- **Exercise directions**:
Turn the data below into a numbered list with one line per item. Skip any blank lines and leave the pictures out.

- **Material to process**:
——————————
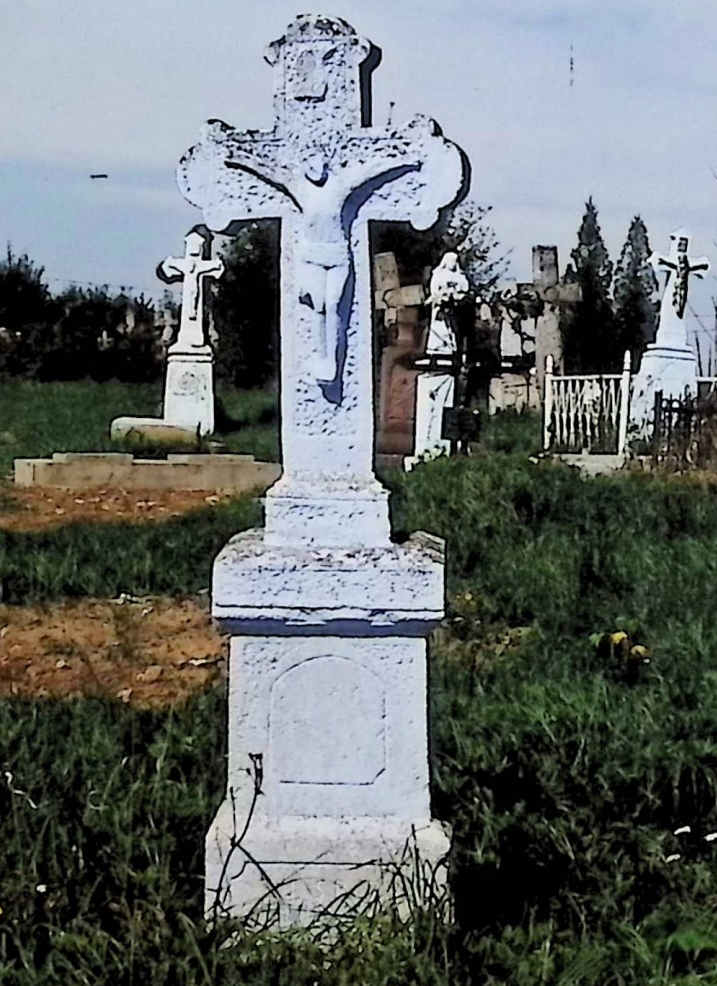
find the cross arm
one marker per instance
(232, 175)
(700, 266)
(659, 261)
(171, 269)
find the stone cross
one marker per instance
(325, 173)
(679, 266)
(191, 269)
(328, 751)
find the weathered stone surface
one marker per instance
(327, 704)
(669, 364)
(397, 308)
(436, 384)
(72, 470)
(325, 174)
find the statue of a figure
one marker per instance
(324, 194)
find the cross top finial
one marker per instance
(196, 243)
(318, 67)
(681, 239)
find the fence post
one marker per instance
(624, 403)
(547, 400)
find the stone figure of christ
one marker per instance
(328, 196)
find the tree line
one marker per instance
(619, 303)
(86, 332)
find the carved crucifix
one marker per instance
(191, 270)
(324, 173)
(679, 266)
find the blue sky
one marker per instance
(123, 86)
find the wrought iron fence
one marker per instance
(586, 413)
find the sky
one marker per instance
(552, 100)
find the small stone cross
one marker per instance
(191, 269)
(324, 172)
(678, 265)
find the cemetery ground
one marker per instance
(562, 762)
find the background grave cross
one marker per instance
(325, 173)
(191, 269)
(678, 265)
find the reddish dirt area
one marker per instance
(34, 508)
(150, 651)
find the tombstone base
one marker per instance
(308, 868)
(328, 772)
(434, 392)
(338, 513)
(188, 401)
(189, 389)
(672, 370)
(152, 430)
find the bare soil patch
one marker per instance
(153, 651)
(36, 508)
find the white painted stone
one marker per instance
(435, 387)
(325, 175)
(669, 364)
(189, 378)
(327, 706)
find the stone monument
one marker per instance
(436, 383)
(668, 364)
(189, 380)
(328, 762)
(399, 327)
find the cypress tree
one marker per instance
(589, 341)
(635, 290)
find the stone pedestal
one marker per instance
(434, 393)
(669, 364)
(328, 758)
(189, 389)
(328, 749)
(188, 398)
(663, 368)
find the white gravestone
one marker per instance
(435, 387)
(669, 363)
(327, 696)
(189, 380)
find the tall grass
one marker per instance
(37, 419)
(563, 778)
(102, 560)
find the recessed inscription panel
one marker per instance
(327, 724)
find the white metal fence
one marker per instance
(586, 413)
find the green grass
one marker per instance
(39, 419)
(103, 560)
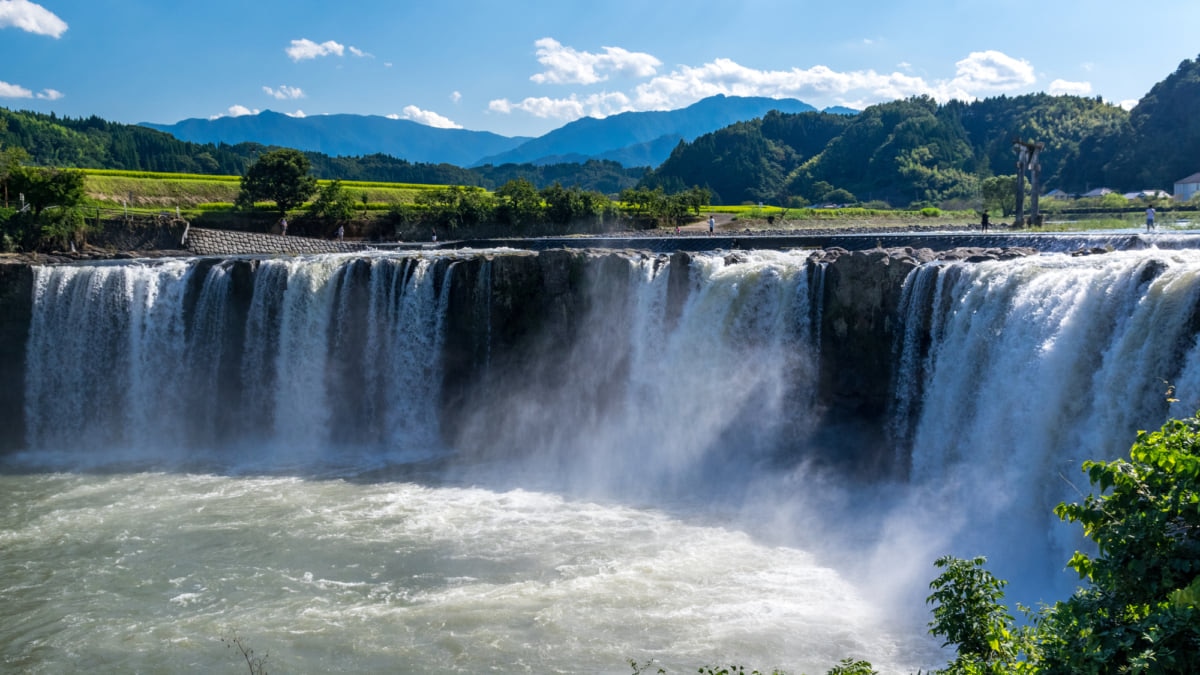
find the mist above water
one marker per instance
(202, 461)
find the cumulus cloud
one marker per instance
(565, 65)
(981, 73)
(570, 108)
(993, 71)
(18, 91)
(305, 48)
(429, 118)
(1073, 88)
(285, 93)
(30, 17)
(235, 112)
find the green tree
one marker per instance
(10, 159)
(519, 204)
(277, 175)
(333, 203)
(45, 187)
(1140, 611)
(1000, 192)
(969, 613)
(456, 207)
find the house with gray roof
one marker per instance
(1187, 187)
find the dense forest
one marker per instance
(52, 141)
(900, 153)
(919, 151)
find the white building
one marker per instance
(1187, 187)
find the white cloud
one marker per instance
(235, 112)
(1073, 88)
(981, 73)
(30, 17)
(565, 65)
(15, 91)
(429, 118)
(993, 71)
(304, 48)
(570, 108)
(18, 91)
(285, 93)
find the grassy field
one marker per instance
(213, 196)
(147, 191)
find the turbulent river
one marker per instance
(198, 467)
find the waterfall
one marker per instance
(615, 434)
(1012, 374)
(159, 356)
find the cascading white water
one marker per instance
(1033, 366)
(335, 368)
(652, 497)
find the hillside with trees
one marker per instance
(918, 151)
(913, 151)
(51, 141)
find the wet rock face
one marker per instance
(858, 333)
(16, 309)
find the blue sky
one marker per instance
(525, 67)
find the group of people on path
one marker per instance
(340, 233)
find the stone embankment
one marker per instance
(233, 243)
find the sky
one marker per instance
(527, 67)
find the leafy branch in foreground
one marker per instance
(257, 664)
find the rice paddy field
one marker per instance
(148, 191)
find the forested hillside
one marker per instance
(916, 150)
(907, 151)
(94, 143)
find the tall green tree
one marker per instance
(277, 175)
(334, 203)
(43, 187)
(1140, 611)
(1000, 192)
(519, 204)
(10, 159)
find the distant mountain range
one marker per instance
(631, 139)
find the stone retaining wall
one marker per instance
(232, 243)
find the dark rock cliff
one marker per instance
(16, 305)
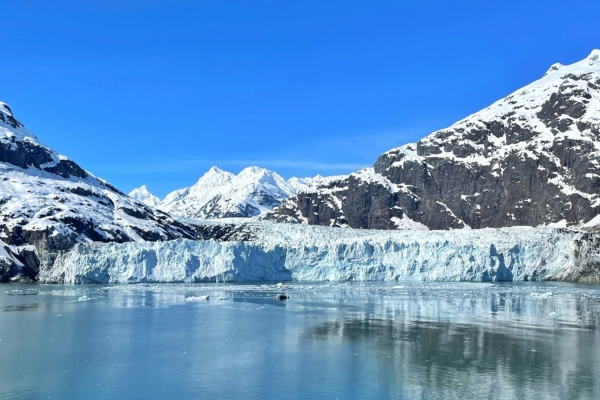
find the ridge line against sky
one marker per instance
(302, 87)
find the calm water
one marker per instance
(407, 341)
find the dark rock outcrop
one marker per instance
(531, 158)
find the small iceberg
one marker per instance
(197, 298)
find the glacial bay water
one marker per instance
(331, 341)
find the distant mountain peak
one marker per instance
(221, 194)
(530, 158)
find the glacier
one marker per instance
(284, 252)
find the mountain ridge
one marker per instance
(221, 194)
(48, 204)
(531, 158)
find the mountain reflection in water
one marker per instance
(437, 359)
(331, 340)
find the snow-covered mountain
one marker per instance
(221, 194)
(142, 195)
(48, 203)
(531, 158)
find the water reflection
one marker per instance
(441, 359)
(22, 307)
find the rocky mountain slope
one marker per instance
(143, 195)
(221, 194)
(530, 158)
(48, 203)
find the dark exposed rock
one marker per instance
(531, 158)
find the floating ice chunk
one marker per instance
(541, 295)
(197, 298)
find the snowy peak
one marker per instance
(221, 194)
(594, 57)
(48, 204)
(530, 158)
(213, 177)
(143, 195)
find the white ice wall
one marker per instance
(310, 253)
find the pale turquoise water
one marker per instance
(413, 341)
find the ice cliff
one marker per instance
(279, 252)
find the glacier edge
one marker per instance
(282, 252)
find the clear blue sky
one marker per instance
(156, 92)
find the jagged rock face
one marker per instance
(142, 195)
(50, 203)
(531, 158)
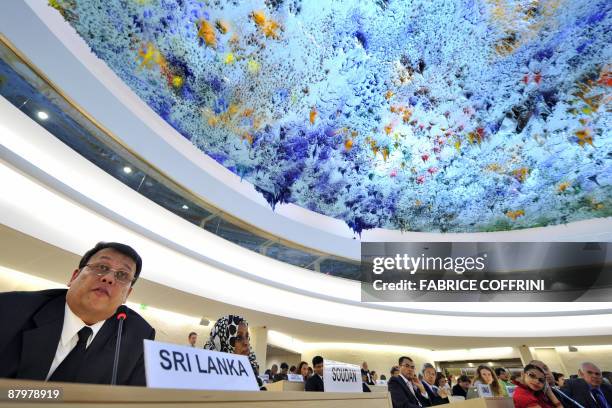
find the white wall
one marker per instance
(570, 361)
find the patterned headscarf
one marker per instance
(223, 337)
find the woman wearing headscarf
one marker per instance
(230, 334)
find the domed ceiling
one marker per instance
(420, 115)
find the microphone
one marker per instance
(121, 316)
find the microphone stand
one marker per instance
(121, 316)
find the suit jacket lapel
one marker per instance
(40, 343)
(103, 340)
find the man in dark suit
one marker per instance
(588, 390)
(70, 335)
(406, 389)
(315, 382)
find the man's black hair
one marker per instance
(317, 360)
(116, 246)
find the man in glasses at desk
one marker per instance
(589, 390)
(69, 335)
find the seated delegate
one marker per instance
(69, 335)
(230, 334)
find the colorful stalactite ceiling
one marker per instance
(418, 115)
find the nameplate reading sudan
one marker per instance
(173, 366)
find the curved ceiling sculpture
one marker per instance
(421, 115)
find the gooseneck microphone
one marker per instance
(121, 316)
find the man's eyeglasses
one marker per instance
(121, 276)
(534, 376)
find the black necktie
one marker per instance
(68, 368)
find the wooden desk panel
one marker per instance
(285, 386)
(93, 396)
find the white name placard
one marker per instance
(341, 377)
(173, 366)
(295, 377)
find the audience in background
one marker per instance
(364, 382)
(484, 375)
(273, 372)
(192, 338)
(315, 382)
(303, 370)
(230, 334)
(463, 385)
(394, 371)
(559, 379)
(589, 390)
(533, 390)
(550, 380)
(282, 376)
(442, 383)
(503, 376)
(406, 390)
(436, 396)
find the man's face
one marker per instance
(95, 298)
(429, 375)
(591, 374)
(550, 379)
(407, 368)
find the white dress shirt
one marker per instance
(412, 387)
(70, 338)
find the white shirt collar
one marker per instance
(72, 325)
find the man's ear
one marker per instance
(75, 273)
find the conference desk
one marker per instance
(493, 402)
(87, 395)
(285, 386)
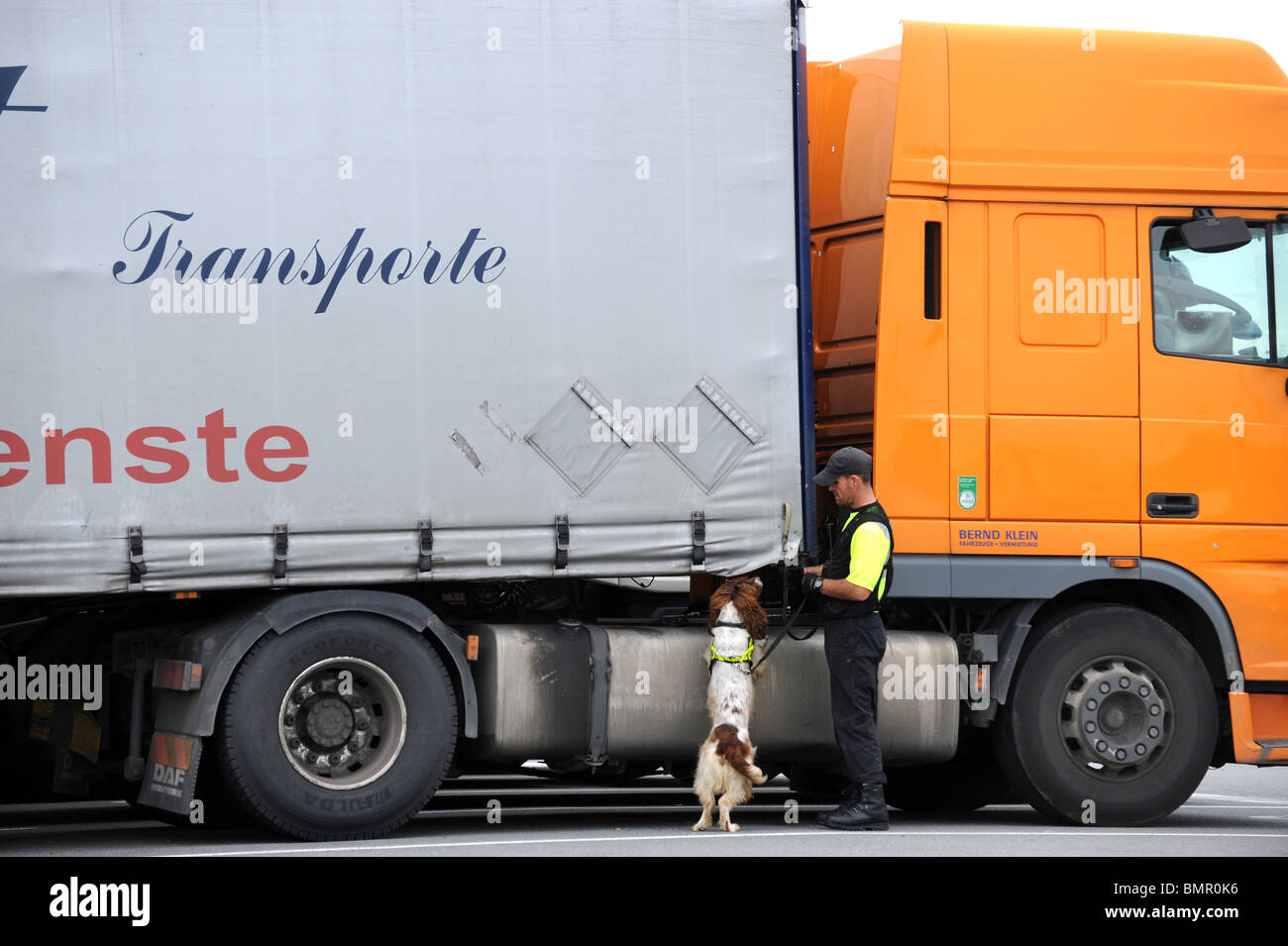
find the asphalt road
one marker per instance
(1236, 811)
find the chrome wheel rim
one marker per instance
(342, 723)
(1117, 717)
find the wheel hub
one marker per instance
(343, 722)
(1117, 716)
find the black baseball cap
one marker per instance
(848, 461)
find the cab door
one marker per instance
(1214, 421)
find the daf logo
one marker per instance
(9, 76)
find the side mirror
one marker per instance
——————————
- **Task answer**:
1. find the cross arm
2. one marker per instance
3. (232, 175)
4. (700, 266)
5. (659, 261)
6. (171, 269)
7. find the stone cross
8. one marker per instance
9. (325, 173)
10. (679, 266)
11. (191, 269)
12. (328, 751)
13. find the weathered stone surface
14. one marker per instance
15. (327, 704)
16. (669, 364)
17. (397, 308)
18. (436, 384)
19. (72, 470)
20. (325, 174)
21. find the statue of a figure
22. one marker per instance
23. (324, 194)
24. find the cross top finial
25. one marker per instance
26. (196, 243)
27. (318, 67)
28. (681, 239)
29. find the fence post
30. one marker per instance
31. (624, 403)
32. (547, 400)
33. find the stone figure of christ
34. one marker per instance
35. (328, 196)
36. find the tree line
37. one marker per instance
38. (619, 303)
39. (86, 332)
40. find the carved crucifix
41. one marker per instance
42. (191, 270)
43. (324, 173)
44. (679, 266)
45. find the blue sky
46. one marker per instance
47. (123, 86)
48. find the wrought iron fence
49. one marker per instance
50. (586, 413)
51. find the sky
52. one marker per instance
53. (552, 100)
54. find the small stone cross
55. one marker per instance
56. (191, 269)
57. (324, 172)
58. (678, 265)
59. find the cemetery ground
60. one marker per instance
61. (562, 762)
62. find the background grave cross
63. one marker per instance
64. (325, 173)
65. (191, 269)
66. (678, 265)
67. find the reddish dirt area
68. one marker per instance
69. (34, 508)
70. (150, 651)
71. find the tombstone base
72. one marker per instance
73. (308, 868)
74. (328, 772)
75. (434, 392)
76. (338, 513)
77. (188, 401)
78. (189, 389)
79. (672, 370)
80. (152, 430)
81. find the bare soil patch
82. one marker per instance
83. (153, 651)
84. (36, 508)
85. find the white painted stone
86. one marker per instance
87. (435, 387)
88. (325, 175)
89. (669, 364)
90. (189, 378)
91. (327, 706)
92. find the stone monument
93. one marker per instance
94. (436, 383)
95. (668, 364)
96. (189, 380)
97. (328, 762)
98. (399, 327)
99. find the cypress tree
100. one marker per instance
101. (589, 341)
102. (635, 290)
103. find the stone pedestal
104. one marker per instance
105. (434, 393)
106. (669, 364)
107. (328, 758)
108. (189, 389)
109. (328, 749)
110. (188, 398)
111. (663, 368)
112. find the white gravestone
113. one marker per instance
114. (435, 387)
115. (669, 363)
116. (327, 696)
117. (189, 380)
118. find the tall grass
119. one marker per instance
120. (37, 419)
121. (563, 778)
122. (102, 560)
123. find the recessed inscription panel
124. one marker per instance
125. (327, 724)
126. find the white metal fence
127. one marker per instance
128. (586, 413)
129. find the green grass
130. one marker per instance
131. (39, 419)
132. (103, 560)
133. find the mist above water
134. one marker per instance
135. (202, 461)
136. find the cumulus cloud
137. one marker per instance
138. (565, 65)
139. (981, 73)
140. (570, 108)
141. (993, 71)
142. (18, 91)
143. (305, 48)
144. (429, 118)
145. (1073, 88)
146. (285, 93)
147. (30, 17)
148. (235, 112)
149. find the green tree
150. one marker per instance
151. (10, 159)
152. (519, 204)
153. (277, 175)
154. (333, 203)
155. (45, 187)
156. (1140, 611)
157. (1000, 192)
158. (969, 613)
159. (456, 207)
160. find the house with gray roof
161. one marker per instance
162. (1187, 187)
163. find the dense forest
164. one marker per instance
165. (52, 141)
166. (900, 153)
167. (919, 151)
168. find the white building
169. one marker per instance
170. (1187, 187)
171. find the white cloud
172. one marker per instance
173. (235, 112)
174. (1073, 88)
175. (981, 73)
176. (30, 17)
177. (565, 65)
178. (15, 91)
179. (429, 118)
180. (993, 71)
181. (304, 48)
182. (570, 108)
183. (18, 91)
184. (285, 93)
185. find the grassy field
186. one marker per instance
187. (213, 196)
188. (147, 191)
189. find the turbulent river
190. one marker per instance
191. (198, 467)
192. find the waterfall
193. one marker per instance
194. (615, 434)
195. (1012, 374)
196. (159, 356)
197. find the cascading white water
198. one marker per instance
199. (1033, 366)
200. (335, 368)
201. (652, 497)
202. find the hillside with trees
203. one marker per instance
204. (918, 151)
205. (913, 151)
206. (51, 141)
207. find the wet rock face
208. one marker per instance
209. (858, 333)
210. (16, 309)
211. find the blue sky
212. one marker per instance
213. (525, 67)
214. find the group of people on path
215. one marker per instance
216. (340, 233)
217. find the stone embankment
218. one marker per instance
219. (233, 243)
220. find the sky
221. one marker per instance
222. (527, 67)
223. find the leafy branch in foreground
224. one marker per instance
225. (257, 664)
226. find the rice paddy field
227. one marker per instance
228. (148, 191)
229. find the forested hillside
230. one marker per instance
231. (916, 150)
232. (907, 151)
233. (94, 143)
234. find the tall green tree
235. one marker per instance
236. (277, 175)
237. (334, 203)
238. (43, 187)
239. (1140, 611)
240. (1000, 192)
241. (519, 204)
242. (10, 159)
243. find the distant mountain range
244. one marker per instance
245. (631, 139)
246. find the stone retaining wall
247. one marker per instance
248. (232, 243)
249. find the dark rock cliff
250. one marker per instance
251. (16, 305)
252. find the ridge line against sky
253. one marker per instance
254. (302, 87)
255. find the calm water
256. one marker per instance
257. (407, 341)
258. find the dark rock outcrop
259. one marker per instance
260. (531, 158)
261. find the small iceberg
262. one marker per instance
263. (197, 298)
264. find the glacial bay water
265. one marker per instance
266. (331, 341)
267. find the distant mountain peak
268. one marker per instance
269. (221, 194)
270. (530, 158)
271. find the glacier
272. one marker per instance
273. (284, 252)
274. find the mountain ridge
275. one marker per instance
276. (221, 194)
277. (48, 204)
278. (531, 158)
279. find the mountain reflection in water
280. one marker per instance
281. (437, 359)
282. (331, 340)
283. find the snow-covered mountain
284. one marker per instance
285. (221, 194)
286. (142, 195)
287. (48, 203)
288. (531, 158)
289. find the water reflection
290. one marker per instance
291. (441, 359)
292. (22, 307)
293. find the rocky mountain slope
294. one marker per instance
295. (143, 195)
296. (221, 194)
297. (530, 158)
298. (48, 203)
299. find the dark exposed rock
300. one marker per instance
301. (531, 158)
302. find the floating ice chunk
303. one marker per instance
304. (541, 295)
305. (197, 298)
306. find the snowy peak
307. one marker per instance
308. (221, 194)
309. (594, 57)
310. (48, 204)
311. (530, 158)
312. (213, 177)
313. (143, 195)
314. find the white ice wall
315. one marker per instance
316. (310, 253)
317. find the pale turquoise water
318. one marker per instance
319. (413, 341)
320. find the ice cliff
321. one marker per instance
322. (279, 252)
323. find the glacier edge
324. one marker per instance
325. (282, 252)
326. find the clear blue sky
327. one marker per instance
328. (156, 92)
329. find the jagged rock face
330. one marker per instance
331. (142, 195)
332. (50, 203)
333. (531, 158)
334. find the white wall
335. one marker per instance
336. (570, 361)
337. find the patterned headscarf
338. one marker per instance
339. (223, 337)
340. find the woman wearing headscarf
341. one marker per instance
342. (230, 334)
343. find the domed ceiling
344. one marker per instance
345. (420, 115)
346. find the microphone
347. one marker per instance
348. (121, 316)
349. find the microphone stand
350. one marker per instance
351. (121, 316)
352. find the suit jacket lapel
353. one marker per instance
354. (40, 343)
355. (103, 340)
356. find the man in dark suit
357. one marker per instance
358. (588, 390)
359. (70, 335)
360. (406, 389)
361. (315, 382)
362. find the man's black hair
363. one marker per instance
364. (317, 360)
365. (116, 246)
366. find the man in glasses at desk
367. one marker per instance
368. (589, 390)
369. (69, 335)
370. find the seated delegate
371. one marker per instance
372. (69, 335)
373. (230, 334)
374. find the colorful stalactite ceiling
375. one marker per instance
376. (418, 115)
377. find the nameplate reading sudan
378. one marker per instance
379. (173, 366)
380. find the curved ceiling sculpture
381. one marker per instance
382. (421, 115)
383. find the gooseneck microphone
384. one marker per instance
385. (121, 316)
386. find the man's eyeglasses
387. one marker per instance
388. (121, 276)
389. (534, 376)
390. find the black necktie
391. one marker per instance
392. (68, 368)
393. find the wooden desk panel
394. one marker per instance
395. (285, 386)
396. (93, 396)
397. find the white name placard
398. one marker per instance
399. (341, 377)
400. (173, 366)
401. (295, 377)
402. find the audience in background
403. one marker per instance
404. (364, 382)
405. (484, 375)
406. (273, 372)
407. (192, 338)
408. (315, 382)
409. (303, 370)
410. (230, 334)
411. (463, 385)
412. (394, 371)
413. (559, 379)
414. (589, 390)
415. (533, 390)
416. (550, 380)
417. (282, 376)
418. (442, 383)
419. (503, 376)
420. (406, 390)
421. (436, 396)
422. find the man's face
423. one marker per instance
424. (95, 298)
425. (429, 375)
426. (591, 374)
427. (550, 379)
428. (407, 368)
429. find the white dress shirt
430. one marker per instance
431. (412, 387)
432. (70, 338)
433. find the white shirt collar
434. one marker per instance
435. (72, 325)
436. find the man's ear
437. one marker per instance
438. (75, 273)
439. find the conference desk
440. one marker per instance
441. (493, 402)
442. (87, 395)
443. (285, 386)
444. find the asphalt road
445. one marker per instance
446. (1236, 811)
447. find the chrome wheel rim
448. one marker per instance
449. (342, 723)
450. (1117, 717)
451. find the wheel hub
452. one marker per instance
453. (343, 722)
454. (1117, 716)
455. find the black baseball cap
456. one marker per instance
457. (848, 461)
458. find the cab door
459. one marker per instance
460. (1214, 421)
461. find the daf logo
462. one marker per instance
463. (9, 76)
464. find the side mirror
465. one marker per instance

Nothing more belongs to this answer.